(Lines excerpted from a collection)

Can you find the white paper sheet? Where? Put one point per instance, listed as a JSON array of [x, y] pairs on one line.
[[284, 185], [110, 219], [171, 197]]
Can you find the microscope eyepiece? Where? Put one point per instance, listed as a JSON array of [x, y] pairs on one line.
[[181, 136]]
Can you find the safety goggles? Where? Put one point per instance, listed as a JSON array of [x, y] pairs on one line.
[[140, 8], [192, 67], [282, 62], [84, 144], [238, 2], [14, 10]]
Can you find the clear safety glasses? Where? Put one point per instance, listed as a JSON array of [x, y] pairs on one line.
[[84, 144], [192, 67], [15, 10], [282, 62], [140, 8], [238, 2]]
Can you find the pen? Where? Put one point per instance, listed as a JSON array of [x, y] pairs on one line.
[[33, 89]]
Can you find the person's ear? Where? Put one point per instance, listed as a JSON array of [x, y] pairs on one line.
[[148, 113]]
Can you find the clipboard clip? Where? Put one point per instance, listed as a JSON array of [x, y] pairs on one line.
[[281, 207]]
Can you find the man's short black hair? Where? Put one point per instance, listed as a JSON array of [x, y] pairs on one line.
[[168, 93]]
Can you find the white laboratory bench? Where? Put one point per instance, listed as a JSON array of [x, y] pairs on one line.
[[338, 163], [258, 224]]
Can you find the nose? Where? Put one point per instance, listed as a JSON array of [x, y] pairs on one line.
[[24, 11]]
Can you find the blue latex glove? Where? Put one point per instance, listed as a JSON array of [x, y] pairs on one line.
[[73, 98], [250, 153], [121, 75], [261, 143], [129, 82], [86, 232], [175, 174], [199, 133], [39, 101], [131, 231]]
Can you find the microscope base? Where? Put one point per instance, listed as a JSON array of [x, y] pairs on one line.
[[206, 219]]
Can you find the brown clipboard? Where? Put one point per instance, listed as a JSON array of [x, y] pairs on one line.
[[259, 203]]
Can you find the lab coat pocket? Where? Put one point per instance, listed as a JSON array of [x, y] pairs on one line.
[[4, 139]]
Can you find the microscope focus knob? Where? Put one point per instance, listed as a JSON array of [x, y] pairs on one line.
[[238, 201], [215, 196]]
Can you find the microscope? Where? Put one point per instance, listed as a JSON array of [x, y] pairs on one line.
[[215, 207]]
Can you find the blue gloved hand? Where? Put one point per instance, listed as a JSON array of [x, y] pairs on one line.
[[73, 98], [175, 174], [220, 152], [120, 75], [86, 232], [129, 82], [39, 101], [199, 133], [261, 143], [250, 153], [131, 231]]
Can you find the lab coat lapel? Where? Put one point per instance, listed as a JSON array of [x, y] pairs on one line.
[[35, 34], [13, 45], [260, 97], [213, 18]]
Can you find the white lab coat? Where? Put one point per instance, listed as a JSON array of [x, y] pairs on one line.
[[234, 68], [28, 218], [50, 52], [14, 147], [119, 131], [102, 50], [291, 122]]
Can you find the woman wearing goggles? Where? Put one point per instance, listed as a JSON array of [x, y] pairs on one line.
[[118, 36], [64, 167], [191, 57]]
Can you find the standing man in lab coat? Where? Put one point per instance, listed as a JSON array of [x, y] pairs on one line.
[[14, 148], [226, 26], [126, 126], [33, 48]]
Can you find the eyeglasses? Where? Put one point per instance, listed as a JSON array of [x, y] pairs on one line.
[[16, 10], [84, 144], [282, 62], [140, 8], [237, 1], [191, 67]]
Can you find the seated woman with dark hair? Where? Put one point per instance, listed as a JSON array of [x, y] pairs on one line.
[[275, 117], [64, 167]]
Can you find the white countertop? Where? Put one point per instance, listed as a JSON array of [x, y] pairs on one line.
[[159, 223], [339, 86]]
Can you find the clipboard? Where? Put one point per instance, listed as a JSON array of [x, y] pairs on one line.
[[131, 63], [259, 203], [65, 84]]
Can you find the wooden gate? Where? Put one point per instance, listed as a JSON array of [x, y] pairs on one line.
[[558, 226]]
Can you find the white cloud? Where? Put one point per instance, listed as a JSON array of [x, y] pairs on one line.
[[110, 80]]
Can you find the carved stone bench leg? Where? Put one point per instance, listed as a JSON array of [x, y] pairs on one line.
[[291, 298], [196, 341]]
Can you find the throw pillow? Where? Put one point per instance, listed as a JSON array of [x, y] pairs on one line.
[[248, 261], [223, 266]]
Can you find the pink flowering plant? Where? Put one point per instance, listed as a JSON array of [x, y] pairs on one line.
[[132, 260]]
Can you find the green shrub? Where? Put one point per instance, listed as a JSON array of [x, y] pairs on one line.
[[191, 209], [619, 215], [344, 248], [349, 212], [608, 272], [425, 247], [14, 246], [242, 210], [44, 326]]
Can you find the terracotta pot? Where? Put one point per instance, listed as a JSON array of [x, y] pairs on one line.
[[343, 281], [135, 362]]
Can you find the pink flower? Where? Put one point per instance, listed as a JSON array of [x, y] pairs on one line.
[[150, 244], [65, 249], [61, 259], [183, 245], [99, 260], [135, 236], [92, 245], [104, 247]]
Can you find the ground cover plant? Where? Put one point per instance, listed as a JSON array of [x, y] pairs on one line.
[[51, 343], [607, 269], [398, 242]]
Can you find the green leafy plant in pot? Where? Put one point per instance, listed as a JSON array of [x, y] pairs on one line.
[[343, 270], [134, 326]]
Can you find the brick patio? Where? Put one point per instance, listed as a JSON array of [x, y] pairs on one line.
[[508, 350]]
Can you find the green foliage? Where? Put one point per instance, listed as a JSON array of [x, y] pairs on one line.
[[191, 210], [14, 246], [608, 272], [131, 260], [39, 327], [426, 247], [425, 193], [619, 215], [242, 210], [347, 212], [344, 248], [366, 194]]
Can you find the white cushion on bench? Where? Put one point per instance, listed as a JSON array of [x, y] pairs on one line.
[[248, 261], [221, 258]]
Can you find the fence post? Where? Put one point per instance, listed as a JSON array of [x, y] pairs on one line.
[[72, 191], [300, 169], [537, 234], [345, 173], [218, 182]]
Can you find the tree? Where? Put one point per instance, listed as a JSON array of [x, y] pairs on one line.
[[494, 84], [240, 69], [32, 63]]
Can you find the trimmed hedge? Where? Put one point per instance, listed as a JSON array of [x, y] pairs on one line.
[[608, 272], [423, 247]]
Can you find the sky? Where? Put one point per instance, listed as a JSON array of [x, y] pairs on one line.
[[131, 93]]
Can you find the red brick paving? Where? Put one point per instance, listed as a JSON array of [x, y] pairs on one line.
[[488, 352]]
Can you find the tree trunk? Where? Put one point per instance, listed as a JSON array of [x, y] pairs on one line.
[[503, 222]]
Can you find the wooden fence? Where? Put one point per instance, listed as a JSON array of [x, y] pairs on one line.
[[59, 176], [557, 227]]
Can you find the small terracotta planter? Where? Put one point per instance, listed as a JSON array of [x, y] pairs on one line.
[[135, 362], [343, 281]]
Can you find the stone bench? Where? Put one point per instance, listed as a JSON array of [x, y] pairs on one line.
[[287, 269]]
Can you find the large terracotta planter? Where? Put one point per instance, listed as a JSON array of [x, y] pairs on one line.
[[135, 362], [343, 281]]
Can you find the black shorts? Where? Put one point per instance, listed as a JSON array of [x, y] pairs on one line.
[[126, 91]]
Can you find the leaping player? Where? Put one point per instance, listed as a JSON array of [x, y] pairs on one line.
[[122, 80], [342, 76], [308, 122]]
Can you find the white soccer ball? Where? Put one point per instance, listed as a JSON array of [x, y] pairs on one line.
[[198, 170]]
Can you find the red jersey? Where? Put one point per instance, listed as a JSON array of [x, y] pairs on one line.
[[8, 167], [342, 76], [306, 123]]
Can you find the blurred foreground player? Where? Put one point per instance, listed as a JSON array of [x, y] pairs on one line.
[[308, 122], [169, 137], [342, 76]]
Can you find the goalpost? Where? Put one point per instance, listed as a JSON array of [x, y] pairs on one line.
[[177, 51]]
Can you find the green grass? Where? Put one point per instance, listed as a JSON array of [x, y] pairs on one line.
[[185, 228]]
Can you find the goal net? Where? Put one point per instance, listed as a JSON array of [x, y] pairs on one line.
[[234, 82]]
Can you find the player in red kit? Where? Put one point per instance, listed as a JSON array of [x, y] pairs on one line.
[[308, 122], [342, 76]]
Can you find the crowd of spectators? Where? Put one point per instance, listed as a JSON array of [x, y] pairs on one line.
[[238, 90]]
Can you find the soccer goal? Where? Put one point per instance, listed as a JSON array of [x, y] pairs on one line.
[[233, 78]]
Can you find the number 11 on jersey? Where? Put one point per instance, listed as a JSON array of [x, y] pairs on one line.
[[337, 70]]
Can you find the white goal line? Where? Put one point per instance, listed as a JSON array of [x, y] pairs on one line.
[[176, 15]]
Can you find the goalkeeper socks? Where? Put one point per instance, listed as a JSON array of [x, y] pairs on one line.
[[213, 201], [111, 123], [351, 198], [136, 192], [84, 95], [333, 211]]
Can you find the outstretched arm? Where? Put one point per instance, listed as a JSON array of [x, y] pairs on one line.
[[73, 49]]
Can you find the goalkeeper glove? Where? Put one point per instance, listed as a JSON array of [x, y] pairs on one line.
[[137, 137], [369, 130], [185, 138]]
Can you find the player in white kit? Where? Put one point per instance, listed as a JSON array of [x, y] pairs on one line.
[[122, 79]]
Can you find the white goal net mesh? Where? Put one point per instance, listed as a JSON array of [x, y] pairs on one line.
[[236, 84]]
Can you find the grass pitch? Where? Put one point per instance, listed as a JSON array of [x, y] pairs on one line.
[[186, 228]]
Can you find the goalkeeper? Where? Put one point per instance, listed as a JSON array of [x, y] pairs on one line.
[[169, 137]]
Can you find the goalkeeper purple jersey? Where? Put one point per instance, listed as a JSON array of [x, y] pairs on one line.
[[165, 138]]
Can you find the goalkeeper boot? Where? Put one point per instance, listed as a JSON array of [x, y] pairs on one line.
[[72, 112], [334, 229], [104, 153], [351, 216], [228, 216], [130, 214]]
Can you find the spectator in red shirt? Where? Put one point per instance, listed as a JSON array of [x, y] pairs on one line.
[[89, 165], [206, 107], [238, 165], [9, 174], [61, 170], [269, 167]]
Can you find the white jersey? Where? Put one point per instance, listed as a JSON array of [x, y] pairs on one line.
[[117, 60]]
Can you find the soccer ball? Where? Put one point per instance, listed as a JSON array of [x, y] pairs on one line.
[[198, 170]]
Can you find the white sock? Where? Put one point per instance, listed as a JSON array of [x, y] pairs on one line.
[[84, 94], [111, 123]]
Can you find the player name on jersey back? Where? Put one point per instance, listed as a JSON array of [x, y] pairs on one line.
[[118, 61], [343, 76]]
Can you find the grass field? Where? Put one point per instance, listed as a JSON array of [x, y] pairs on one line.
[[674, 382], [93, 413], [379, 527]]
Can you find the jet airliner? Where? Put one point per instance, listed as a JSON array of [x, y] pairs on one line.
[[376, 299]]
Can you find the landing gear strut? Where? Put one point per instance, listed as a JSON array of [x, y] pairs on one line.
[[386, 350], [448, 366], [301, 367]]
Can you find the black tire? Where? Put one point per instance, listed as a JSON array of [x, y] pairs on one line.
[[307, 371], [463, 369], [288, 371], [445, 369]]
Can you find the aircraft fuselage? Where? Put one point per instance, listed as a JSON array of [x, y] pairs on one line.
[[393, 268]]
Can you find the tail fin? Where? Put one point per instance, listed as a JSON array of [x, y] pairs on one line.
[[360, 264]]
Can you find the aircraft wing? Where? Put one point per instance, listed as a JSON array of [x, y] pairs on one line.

WHAT IS BEING ASKED> Could you put the lines starting at the one containing "Can you find the soccer ball?" and ending at the one containing "[[118, 61], [343, 76]]", both included, into a JSON list of strings, with one string per line and blank lines left out?

SOLUTION BELOW>
[
  "Can you find the soccer ball? Where? Put one point per instance, listed as a JSON array of [x, y] pairs on one line.",
  "[[198, 170]]",
  "Can you find the white sock? Where? Put one point per instance, listed as a JSON array of [x, y] pairs on one line.",
  "[[84, 94], [111, 123]]",
  "Can you find the player name on jersey back? Where? Put one point per instance, listed as a JSON array of [x, y] pairs on one line.",
  "[[118, 61], [343, 76]]"
]